- Exercise objective: Update the data below by swapping each "pick out" for "mark", keeping every other word unchanged.

- Entries shown:
** begin **

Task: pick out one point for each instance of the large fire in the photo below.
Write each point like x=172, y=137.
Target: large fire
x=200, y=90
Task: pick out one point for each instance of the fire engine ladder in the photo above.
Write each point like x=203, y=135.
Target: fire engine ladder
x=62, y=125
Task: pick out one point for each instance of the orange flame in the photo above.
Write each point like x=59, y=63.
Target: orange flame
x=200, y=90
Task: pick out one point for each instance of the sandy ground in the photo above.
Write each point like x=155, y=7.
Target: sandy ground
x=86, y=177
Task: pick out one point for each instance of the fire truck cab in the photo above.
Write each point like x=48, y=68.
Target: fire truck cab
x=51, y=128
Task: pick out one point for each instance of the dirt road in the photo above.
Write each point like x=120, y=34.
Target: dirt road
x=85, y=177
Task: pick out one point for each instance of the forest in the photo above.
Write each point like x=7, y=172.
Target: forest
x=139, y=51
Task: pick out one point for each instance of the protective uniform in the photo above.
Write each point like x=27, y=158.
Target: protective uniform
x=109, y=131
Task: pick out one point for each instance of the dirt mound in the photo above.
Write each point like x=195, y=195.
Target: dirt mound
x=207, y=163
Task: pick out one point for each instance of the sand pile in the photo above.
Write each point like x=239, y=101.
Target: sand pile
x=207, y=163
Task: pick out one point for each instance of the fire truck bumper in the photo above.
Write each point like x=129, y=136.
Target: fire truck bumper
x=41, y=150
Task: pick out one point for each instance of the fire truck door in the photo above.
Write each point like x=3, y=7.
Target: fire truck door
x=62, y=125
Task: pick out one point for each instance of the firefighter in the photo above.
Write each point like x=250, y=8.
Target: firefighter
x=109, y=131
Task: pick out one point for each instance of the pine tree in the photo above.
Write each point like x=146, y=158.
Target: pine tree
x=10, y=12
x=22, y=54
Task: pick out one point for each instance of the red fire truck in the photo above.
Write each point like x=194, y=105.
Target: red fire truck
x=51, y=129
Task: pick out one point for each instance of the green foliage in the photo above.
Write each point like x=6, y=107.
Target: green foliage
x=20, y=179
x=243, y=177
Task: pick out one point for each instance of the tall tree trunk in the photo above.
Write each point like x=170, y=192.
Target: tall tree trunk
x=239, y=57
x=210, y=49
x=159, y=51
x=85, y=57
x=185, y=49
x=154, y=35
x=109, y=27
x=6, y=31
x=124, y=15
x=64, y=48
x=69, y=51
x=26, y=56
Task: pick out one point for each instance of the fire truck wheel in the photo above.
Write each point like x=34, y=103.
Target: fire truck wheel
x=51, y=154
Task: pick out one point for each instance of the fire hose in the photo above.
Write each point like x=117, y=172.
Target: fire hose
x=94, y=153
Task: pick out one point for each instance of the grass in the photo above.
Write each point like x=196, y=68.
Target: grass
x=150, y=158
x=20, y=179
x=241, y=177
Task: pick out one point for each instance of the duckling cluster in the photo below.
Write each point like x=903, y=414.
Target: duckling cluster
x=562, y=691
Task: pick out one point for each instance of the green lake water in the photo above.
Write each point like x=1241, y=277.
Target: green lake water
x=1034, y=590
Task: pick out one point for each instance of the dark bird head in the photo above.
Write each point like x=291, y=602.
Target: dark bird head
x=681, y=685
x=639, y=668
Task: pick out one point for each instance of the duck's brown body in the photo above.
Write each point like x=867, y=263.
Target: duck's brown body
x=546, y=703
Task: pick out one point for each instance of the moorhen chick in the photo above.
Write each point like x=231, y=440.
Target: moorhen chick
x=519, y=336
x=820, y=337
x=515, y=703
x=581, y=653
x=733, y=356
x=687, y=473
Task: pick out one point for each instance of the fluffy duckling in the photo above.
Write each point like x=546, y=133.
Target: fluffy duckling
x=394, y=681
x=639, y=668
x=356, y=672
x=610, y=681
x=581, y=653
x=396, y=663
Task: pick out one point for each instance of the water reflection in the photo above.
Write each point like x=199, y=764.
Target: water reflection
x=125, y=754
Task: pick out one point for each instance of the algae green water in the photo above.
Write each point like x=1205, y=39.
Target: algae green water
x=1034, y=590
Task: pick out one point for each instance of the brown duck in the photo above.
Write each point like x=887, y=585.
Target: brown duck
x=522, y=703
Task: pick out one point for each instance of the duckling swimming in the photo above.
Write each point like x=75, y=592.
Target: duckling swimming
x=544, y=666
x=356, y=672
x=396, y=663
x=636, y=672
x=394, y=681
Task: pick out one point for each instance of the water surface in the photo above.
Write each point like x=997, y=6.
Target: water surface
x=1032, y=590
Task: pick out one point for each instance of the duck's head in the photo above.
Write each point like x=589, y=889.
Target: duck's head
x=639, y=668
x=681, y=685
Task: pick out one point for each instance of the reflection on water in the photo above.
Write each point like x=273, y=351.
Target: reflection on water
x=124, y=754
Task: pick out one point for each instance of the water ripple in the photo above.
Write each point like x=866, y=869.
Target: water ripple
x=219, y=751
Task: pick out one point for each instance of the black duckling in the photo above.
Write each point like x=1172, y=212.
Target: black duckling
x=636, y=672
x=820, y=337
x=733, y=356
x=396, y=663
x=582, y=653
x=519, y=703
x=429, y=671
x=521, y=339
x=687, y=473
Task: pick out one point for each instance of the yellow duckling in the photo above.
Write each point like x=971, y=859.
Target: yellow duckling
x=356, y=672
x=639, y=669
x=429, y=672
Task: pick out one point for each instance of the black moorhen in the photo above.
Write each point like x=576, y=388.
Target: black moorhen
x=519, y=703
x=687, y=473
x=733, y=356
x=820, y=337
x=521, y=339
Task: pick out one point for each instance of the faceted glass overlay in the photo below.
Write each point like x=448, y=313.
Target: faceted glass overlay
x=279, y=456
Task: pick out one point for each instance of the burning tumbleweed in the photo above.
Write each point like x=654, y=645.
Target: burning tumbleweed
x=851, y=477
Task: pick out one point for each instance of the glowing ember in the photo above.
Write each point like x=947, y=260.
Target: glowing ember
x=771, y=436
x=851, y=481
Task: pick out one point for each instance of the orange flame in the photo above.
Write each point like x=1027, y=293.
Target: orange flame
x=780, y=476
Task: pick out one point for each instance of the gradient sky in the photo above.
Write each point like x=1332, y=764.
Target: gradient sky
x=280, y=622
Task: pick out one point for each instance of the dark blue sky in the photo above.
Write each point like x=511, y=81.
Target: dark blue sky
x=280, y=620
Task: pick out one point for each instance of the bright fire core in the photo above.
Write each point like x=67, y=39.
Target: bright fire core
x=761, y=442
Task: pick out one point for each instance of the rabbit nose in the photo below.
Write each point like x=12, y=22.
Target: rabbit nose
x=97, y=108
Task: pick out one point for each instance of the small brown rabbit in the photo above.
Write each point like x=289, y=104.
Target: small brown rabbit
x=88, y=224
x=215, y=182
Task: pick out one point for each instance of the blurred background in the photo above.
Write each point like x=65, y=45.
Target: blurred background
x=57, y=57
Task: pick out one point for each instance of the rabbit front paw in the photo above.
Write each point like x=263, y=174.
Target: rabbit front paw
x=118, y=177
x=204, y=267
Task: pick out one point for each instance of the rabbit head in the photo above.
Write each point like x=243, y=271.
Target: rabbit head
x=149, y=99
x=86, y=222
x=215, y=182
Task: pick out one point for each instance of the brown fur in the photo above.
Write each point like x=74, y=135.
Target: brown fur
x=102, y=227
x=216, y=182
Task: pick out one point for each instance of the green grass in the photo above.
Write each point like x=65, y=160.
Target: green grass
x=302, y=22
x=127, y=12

** end **

- Result:
Task: mark one point for each instance of the large fire in the photo below.
Write each point like x=172, y=137.
Target: large fire
x=200, y=90
Task: mark one point for each instance of the fire engine ladder in the photo above.
Write each point like x=203, y=135.
Target: fire engine ladder
x=62, y=125
Task: mark one point for each instance of the orange flame in the photo above.
Write each point like x=59, y=63.
Target: orange flame
x=200, y=90
Task: mark one point for each instance of the sandy ground in the photo above.
Write each point like x=155, y=7.
Target: sandy ground
x=86, y=177
Task: mark one point for each instance of the fire truck cab in the photo above.
Write each point like x=48, y=68.
Target: fire truck cab
x=51, y=128
Task: mark one point for each instance of the dirt road in the photo above.
Write each point like x=120, y=34.
Target: dirt road
x=85, y=177
Task: mark one point for each instance of the forest in the photo above.
Write each point like x=7, y=172.
Target: forest
x=139, y=51
Task: mark one point for each instance of the protective uniform in the photo above.
Write each point like x=27, y=158.
Target: protective uniform
x=109, y=131
Task: mark one point for each instance of the dirt mound in the photo above.
Write each point like x=195, y=195.
Target: dirt mound
x=207, y=163
Task: mark one point for each instance of the sand pile in the photo above.
Write each point like x=239, y=101.
Target: sand pile
x=207, y=163
Task: mark one point for each instance of the fire truck bumper in the photo above.
Write each point like x=129, y=136.
Target: fire truck bumper
x=41, y=150
Task: mark one point for each instance of the fire truck door in the photo above.
Write each point like x=3, y=7.
Target: fire truck door
x=62, y=125
Task: mark one point for each instance of the firefighter in the photo above.
Write each point like x=250, y=8.
Target: firefighter
x=109, y=131
Task: mark one point for each instance of the pine tree in the photo above.
Write each point like x=146, y=158.
Target: pine tree
x=10, y=12
x=22, y=54
Task: mark one point for each instance of the red fire truck in the photo above.
Write each point like x=194, y=105.
Target: red fire truck
x=51, y=129
Task: mark one point for each instance of the green foliage in the photo above.
Write each point like x=6, y=107.
Target: green foliage
x=20, y=179
x=243, y=177
Task: mark one point for each instance of the tall tree trunk in the photo above.
Write each point like x=170, y=192.
Target: tall tree trunk
x=239, y=57
x=210, y=49
x=159, y=51
x=85, y=57
x=185, y=49
x=154, y=35
x=109, y=27
x=6, y=31
x=124, y=15
x=64, y=48
x=69, y=51
x=26, y=56
Task: mark one point for each instance of the fire truck wheel in the photo above.
Write each point like x=34, y=103.
Target: fire truck wheel
x=51, y=154
Task: mark one point for each instance of the fire hose in the photo above.
Write each point like x=117, y=172.
Target: fire hose
x=94, y=153
Task: mark one point for each instance of the grass in the photo above.
Write each point like x=196, y=68.
Target: grass
x=150, y=158
x=20, y=179
x=241, y=177
Task: mark one point for each instance of the duckling cluster in the photo below.
Write each point like x=903, y=414.
Target: duckling cluster
x=562, y=691
Task: mark one point for each instance of the green lake water in the photo above.
Write each point like x=1241, y=277.
Target: green lake water
x=1034, y=590
Task: mark one point for each instance of the dark bird head in the photo above.
Write each point like x=291, y=602.
Target: dark bird head
x=681, y=685
x=639, y=668
Task: mark one point for each instance of the duck's brown body in the photo above.
Write each point like x=867, y=263.
Target: duck's brown body
x=546, y=703
Task: mark one point for each instance of the moorhen chick in the photo above.
Write each point like x=231, y=440.
Target: moorhen chick
x=519, y=336
x=820, y=337
x=515, y=703
x=581, y=653
x=733, y=356
x=687, y=473
Task: mark one point for each instance of the fluffy duckling in the photo above.
Write each point like x=546, y=133.
Target: fluffy duckling
x=394, y=681
x=639, y=668
x=356, y=672
x=610, y=681
x=581, y=653
x=396, y=663
Task: mark one point for each instance of the water reflection in the photo above.
Write each point like x=199, y=764.
Target: water reflection
x=125, y=754
Task: mark one point for each instance of the algae green water in the photo above.
Write each point like x=1205, y=39.
Target: algae green water
x=1034, y=590
Task: mark one point for each instance of the brown duck in the photo above.
Write each point like x=887, y=585.
Target: brown duck
x=522, y=703
Task: mark one point for each instance of the duckling swimming in the photo above.
Write each point like x=75, y=592.
Target: duckling swimming
x=544, y=666
x=356, y=672
x=396, y=663
x=636, y=672
x=394, y=681
Task: mark one point for each instance of the water surface in the photo above.
Write each point like x=997, y=6.
Target: water surface
x=1032, y=590
Task: mark one point for each instance of the duck's head in the photo above.
Write each point like x=589, y=889.
Target: duck's head
x=639, y=668
x=681, y=685
Task: mark one point for each instance of the reflection on water in the photo above.
Write each point like x=273, y=351.
Target: reflection on water
x=124, y=754
Task: mark one point for each instance of the water ripple in the photo above.
Write each point like x=866, y=869.
Target: water ripple
x=219, y=751
Task: mark one point for each instance of the black duckling in the photo above.
Write each point like x=1172, y=212.
Target: black duckling
x=636, y=672
x=820, y=337
x=733, y=356
x=396, y=663
x=582, y=653
x=519, y=703
x=429, y=671
x=521, y=339
x=687, y=473
Task: mark one point for each instance of the yellow duckling in the photo above.
Write each point like x=971, y=859.
Target: yellow duckling
x=356, y=672
x=639, y=669
x=429, y=672
Task: mark one point for each instance of the black moorhen in the photo above.
Write each point like x=576, y=388.
Target: black moorhen
x=519, y=703
x=687, y=473
x=733, y=356
x=820, y=337
x=521, y=339
Task: mark one point for each instance of the faceted glass overlay in the photo below.
Write each point like x=448, y=313.
Target: faceted glass overlay
x=279, y=456
Task: mark one point for each instance of the burning tumbleweed in the photo above.
Write each point like x=654, y=645.
Target: burning tumbleweed
x=851, y=477
Task: mark one point for each instance of the glowing ember in the photo above.
Write each point like x=947, y=260.
Target: glowing ember
x=771, y=436
x=851, y=481
Task: mark one point for each instance of the orange flame in the photo above.
Write each point like x=1027, y=293.
Target: orange flame
x=780, y=476
Task: mark one point for each instance of the gradient sky in the photo above.
Write each point like x=1332, y=764.
Target: gradient sky
x=280, y=622
Task: mark one point for each instance of the dark blue sky in the photo above.
Write each point like x=511, y=81.
Target: dark blue sky
x=280, y=620
Task: mark one point for each instance of the bright fire core in the photo above.
Write each point like x=67, y=39.
Target: bright fire core
x=761, y=442
Task: mark one point for each instance of the rabbit nose in the photo below.
Write each point like x=12, y=22.
Target: rabbit nose
x=97, y=108
Task: mark one point for each instance of the small brown rabbit in the photo above.
Write each point like x=289, y=104.
Target: small brown rabbit
x=88, y=224
x=215, y=182
Task: mark one point for each instance of the blurred background in the photo above.
Write each point like x=65, y=45.
Target: blurred background
x=57, y=57
Task: mark one point for each instance of the rabbit front paw in the photo above.
Write each point like x=263, y=174.
Target: rabbit front paw
x=118, y=177
x=204, y=267
Task: mark one point for each instance of the rabbit head in the photo above.
Write each point like x=243, y=271.
Target: rabbit head
x=149, y=99
x=86, y=222
x=215, y=182
Task: mark one point for each instance of the brown fur in the photo above.
Write each point like x=74, y=135.
Target: brown fur
x=102, y=227
x=216, y=182
Task: mark one point for each instance of the green grass in the photo above.
Write each point like x=65, y=160.
Target: green grass
x=302, y=22
x=127, y=12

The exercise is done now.